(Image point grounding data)

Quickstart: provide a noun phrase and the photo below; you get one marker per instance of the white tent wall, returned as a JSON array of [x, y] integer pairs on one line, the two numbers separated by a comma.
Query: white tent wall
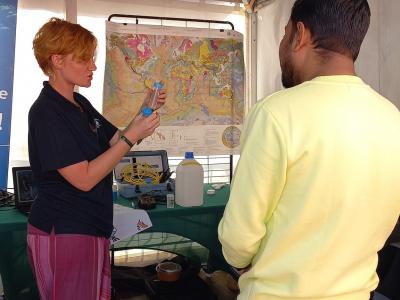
[[378, 62], [91, 14]]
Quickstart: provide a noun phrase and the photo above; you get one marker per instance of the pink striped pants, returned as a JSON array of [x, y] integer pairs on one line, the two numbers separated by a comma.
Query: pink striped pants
[[70, 266]]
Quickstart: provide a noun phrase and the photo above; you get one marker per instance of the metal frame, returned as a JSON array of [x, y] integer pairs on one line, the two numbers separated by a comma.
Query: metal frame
[[137, 17]]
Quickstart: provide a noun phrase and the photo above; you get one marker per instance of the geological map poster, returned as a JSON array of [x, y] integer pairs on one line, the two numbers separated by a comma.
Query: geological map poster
[[203, 73]]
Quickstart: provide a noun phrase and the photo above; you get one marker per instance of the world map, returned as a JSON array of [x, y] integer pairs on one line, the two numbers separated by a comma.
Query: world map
[[202, 71]]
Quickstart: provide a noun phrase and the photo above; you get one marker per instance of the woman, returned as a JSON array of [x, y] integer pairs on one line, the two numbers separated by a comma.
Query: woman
[[73, 150]]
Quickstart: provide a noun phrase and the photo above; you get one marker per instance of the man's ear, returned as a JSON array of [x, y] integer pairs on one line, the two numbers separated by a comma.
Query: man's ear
[[57, 60], [302, 37]]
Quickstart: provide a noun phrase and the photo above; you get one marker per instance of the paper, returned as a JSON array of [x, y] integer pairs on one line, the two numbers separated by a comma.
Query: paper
[[128, 222]]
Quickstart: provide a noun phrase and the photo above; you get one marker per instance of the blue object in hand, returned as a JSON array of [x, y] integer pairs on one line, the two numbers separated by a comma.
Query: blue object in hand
[[147, 111]]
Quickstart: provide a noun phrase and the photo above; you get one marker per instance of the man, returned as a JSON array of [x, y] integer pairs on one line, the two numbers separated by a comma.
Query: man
[[317, 188]]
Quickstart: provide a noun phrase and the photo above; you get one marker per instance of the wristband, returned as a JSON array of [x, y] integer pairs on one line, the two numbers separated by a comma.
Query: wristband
[[126, 140]]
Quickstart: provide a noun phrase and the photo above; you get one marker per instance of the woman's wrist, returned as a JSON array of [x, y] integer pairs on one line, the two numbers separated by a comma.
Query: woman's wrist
[[126, 140]]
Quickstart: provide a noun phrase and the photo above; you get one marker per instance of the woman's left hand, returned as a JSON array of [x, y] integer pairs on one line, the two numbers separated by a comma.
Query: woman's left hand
[[161, 99]]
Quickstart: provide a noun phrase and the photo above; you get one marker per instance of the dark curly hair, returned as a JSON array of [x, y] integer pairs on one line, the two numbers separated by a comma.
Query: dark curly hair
[[335, 25]]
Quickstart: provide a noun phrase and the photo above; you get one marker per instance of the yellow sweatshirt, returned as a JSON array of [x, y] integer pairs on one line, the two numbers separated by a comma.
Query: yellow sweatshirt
[[316, 192]]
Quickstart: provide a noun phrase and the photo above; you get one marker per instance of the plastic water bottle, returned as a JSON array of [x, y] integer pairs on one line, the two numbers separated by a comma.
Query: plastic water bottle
[[189, 182]]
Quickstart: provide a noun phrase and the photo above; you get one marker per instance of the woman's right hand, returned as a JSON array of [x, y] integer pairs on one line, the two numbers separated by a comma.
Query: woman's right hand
[[142, 127]]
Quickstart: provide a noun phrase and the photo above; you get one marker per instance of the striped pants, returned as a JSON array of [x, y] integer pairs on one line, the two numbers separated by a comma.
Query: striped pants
[[70, 266]]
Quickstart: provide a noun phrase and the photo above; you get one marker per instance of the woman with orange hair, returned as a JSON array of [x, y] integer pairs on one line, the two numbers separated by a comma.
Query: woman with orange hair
[[73, 150]]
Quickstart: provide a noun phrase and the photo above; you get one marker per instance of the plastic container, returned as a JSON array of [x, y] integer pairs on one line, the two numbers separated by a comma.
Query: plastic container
[[189, 182]]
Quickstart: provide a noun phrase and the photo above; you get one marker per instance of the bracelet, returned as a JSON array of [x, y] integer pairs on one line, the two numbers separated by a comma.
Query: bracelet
[[126, 140]]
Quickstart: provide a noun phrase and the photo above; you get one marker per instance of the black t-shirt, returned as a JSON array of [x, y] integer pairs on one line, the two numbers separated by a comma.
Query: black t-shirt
[[61, 135]]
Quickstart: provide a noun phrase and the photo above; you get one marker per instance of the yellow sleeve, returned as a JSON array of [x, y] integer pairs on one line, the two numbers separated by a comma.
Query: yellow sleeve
[[256, 188]]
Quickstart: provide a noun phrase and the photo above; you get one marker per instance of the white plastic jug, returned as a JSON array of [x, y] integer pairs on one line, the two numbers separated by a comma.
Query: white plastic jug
[[189, 182]]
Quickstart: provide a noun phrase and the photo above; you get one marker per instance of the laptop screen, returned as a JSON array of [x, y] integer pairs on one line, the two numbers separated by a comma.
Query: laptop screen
[[24, 189]]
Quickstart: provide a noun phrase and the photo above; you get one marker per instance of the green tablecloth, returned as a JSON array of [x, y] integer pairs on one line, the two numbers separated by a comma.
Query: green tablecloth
[[198, 224]]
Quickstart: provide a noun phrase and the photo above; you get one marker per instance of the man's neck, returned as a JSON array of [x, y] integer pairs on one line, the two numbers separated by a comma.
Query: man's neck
[[335, 64]]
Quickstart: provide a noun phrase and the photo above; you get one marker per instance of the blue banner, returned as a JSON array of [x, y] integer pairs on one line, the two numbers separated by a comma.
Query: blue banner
[[8, 20]]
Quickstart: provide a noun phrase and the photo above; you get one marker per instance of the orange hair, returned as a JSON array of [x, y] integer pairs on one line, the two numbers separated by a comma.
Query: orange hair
[[62, 38]]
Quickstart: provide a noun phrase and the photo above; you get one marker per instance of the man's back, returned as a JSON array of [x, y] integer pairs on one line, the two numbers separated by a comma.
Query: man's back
[[330, 159]]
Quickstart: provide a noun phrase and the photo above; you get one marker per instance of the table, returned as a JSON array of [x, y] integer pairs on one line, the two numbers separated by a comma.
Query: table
[[198, 224]]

▸ **What you should do**
Exact copy, no pictures: reproduce every record above.

▸ **Completed exercise**
Quickstart: provide a noun phrase and the photo below; you get one marker per instance of the white tent wall, returned as a JSON array of [x, y] integer pairs on one line, the two numbers separated by a comma.
Query: white tent wall
[[378, 62], [91, 14]]
Quickstart: provide a noun phrase and the photo above; you get one marker per instance of the pink striped pants, returned as a JSON array of [x, y] integer pairs on one line, the two numbers separated by a comma.
Query: pink striped pants
[[70, 266]]
Quickstart: provide a noun phrase and the photo above; you get one marker per instance of the metal frame, returned as a JSON array of [x, y] integer pairs on one line, the two numbers separated by a comma.
Query: metal frame
[[137, 17]]
Quickstart: provide a noun phrase and the photo above; you get one marker per instance of the geological map poster, returned as a JSON array of [x, y] integer pairs on one line, the two numbers separated by a comma.
Query: geological map poster
[[203, 73]]
Quickstart: provide a noun phrase and the photo above; you get one marker per instance of the world map, returned as a JSON array of [x, y] integer pairs on one line, the two numbers separated by a comma.
Query: world map
[[202, 71]]
Quickstart: provide a noun phrase and the photo above; you get one marker per instance of the woman, returned as a JSON array of [x, y] integer pairs on one line, the two numbers separated by a comma.
Query: woman
[[73, 150]]
Quickstart: provide a noun phrase and the photo above; you get one marker per instance of the man's ear, returned as a JSON array of [x, y] integer pairs on one line, the two numbers separated by a comma.
Query: man's ear
[[57, 60], [302, 37]]
Quickstart: provide a noun phrase and the photo above; you get one marker per instance of the paper, returned as a JSON array of [x, y] integer pairs on one line, the two numbers separated by a comma.
Query: paper
[[128, 222]]
Quickstart: provide a noun phrase and the photo above; you get one marker per instance of the blue object in hand, returned as a JSON array of [x, y] integer pairs on one line, the two numbers separated by a comma.
Query: blue object in hand
[[147, 111]]
Quickstart: provide a noun phrase and the photo above; you get one marker per instance of the man, returned as a JSON array of [x, y] integer pairs on one line, the two numbers separated by a comma.
Query: man
[[317, 188]]
Quickstart: provide a noun phrase and the photo above; you get one marker per instance of the wristband, returned as a JSON array of [x, y] integer pairs on one line, the two numbers separated by a comma.
Query: wristband
[[126, 140]]
Quickstart: provide a noun phrase and the photo above; you get one marker per instance of the woman's wrist, returned as a JSON array of [x, y] integer pairs on one line, the two numbers separated by a comma.
Query: woman's wrist
[[126, 140]]
Quickstart: provide a noun phrase and the photo above; you get one marker per instance of the woman's left hand, returned as a JSON array of [x, y] integer pairs on one line, the two numbers separated by a comma.
Query: woman's left hand
[[161, 99]]
Quickstart: provide a noun phrase and the photo above; you get one marker per instance of the dark curly hair, returned as a JSON array of [x, y] integer pairs on one line, the two numbers separated by a comma.
Query: dark curly hair
[[335, 25]]
Quickstart: provide a noun phrase and the photo above; you get one marker per instance of the yellow sweatshirt, returned as a JSON array of [x, y] integer pairs on one line, the two numbers separated by a comma.
Query: yellow sweatshirt
[[316, 192]]
Quickstart: provide a noun phrase and the photo above; you get one marker per instance of the plastic water bottle, returned as a JSON array of [x, y] integer pairs on one line, the two numbers separated by a comma.
Query: plastic water bottle
[[189, 182]]
Quickstart: provide a noun phrase and the photo above; you get one marker per instance of the woman's right hand, returned as a JSON array of [x, y] integer pairs on one line, the two numbers separated by a comma.
Query: woman's right hand
[[142, 127]]
Quickstart: provide a noun phrase and the photo above; you get one marker per instance of the striped pants, returned as a JSON array of [x, y] integer pairs on one line, the two numbers separated by a comma.
Query: striped pants
[[70, 266]]
Quickstart: provide a noun phrase and the photo above; you get one marker per instance of the woman with orange hair, returned as a JSON array of [x, y] integer pairs on one line, the two numbers separated by a comma.
Query: woman with orange hair
[[73, 150]]
Quickstart: provide a noun phrase and the photo above; you get one marker per instance of the plastic container, returned as a JSON array of [x, y] integer pairs on one line, the two numbers separated by a comma.
Query: plastic container
[[189, 182]]
Quickstart: provide a noun phrase and the photo above; you get one marker per instance of the bracelet, returned as a JSON array of [x, y] integer pairs on one line, the two numbers separated by a comma.
Query: bracelet
[[126, 140]]
Quickstart: provide a noun phrase and the photo above; you get one marker per instance of the black t-shirt, returned as a JSON array of [x, y] integer pairs on one line, the two numbers separated by a comma.
Query: black t-shirt
[[61, 135]]
Quickstart: provide a noun phrase and the photo above; you get one marker per instance of the yellow sleeve, returned as a JSON array of [x, y] integer pairs on one line, the two numbers separated by a comma.
Query: yellow sleeve
[[256, 188]]
Quickstart: provide a noun phrase and the photo above; you get one marker per instance of the white plastic jug, returned as a JSON array of [x, y] integer pairs on one line, the two numbers separated by a comma.
Query: white plastic jug
[[189, 182]]
Quickstart: provide a noun phrase and the photo above; you get one marker per instance of the laptop screen, returned as a JSON array of [x, y] integer pairs on one line, the two numbers separated by a comma.
Query: laptop screen
[[24, 189]]
Quickstart: provide a noun phrase and the photo above; you get one marker per instance of the green tablecloth, returned as a JSON array of [x, y] integer pairs on one line, the two numbers separated by a comma.
Query: green tablecloth
[[198, 224]]
Quickstart: provide a noun phrase and the photo above; you get one marker per instance of the man's neck, returned as a JSON array of [x, y] integer pairs on one line, the two numbers separated by a comma.
Query: man's neck
[[335, 64]]
Quickstart: provide a noun phrase and the photo above; you get one marker per instance of the blue banner, returned as a JSON array of [x, y] integer pairs on one line, the two numbers separated by a comma.
Query: blue banner
[[8, 20]]
Quickstart: provide a noun phrase and the photo above; you get one marker per instance of the orange hair, returned as a JSON array of [x, y] integer pairs on one line, the two numbers separated by a comma.
Query: orange hair
[[62, 38]]
Quickstart: provide a noun phrase and the photo above; you get one marker per instance of the man's back, returned as a JSON array of [x, y] integer pairs on one line, the two numbers separated by a comma.
Query: man's back
[[330, 159]]
Quickstart: provide a noun phrase and the photo above; you get one marker per instance of the table, returned as a JSON array of [x, y] integer pairs on one line, the two numbers separated by a comma.
Query: table
[[198, 224]]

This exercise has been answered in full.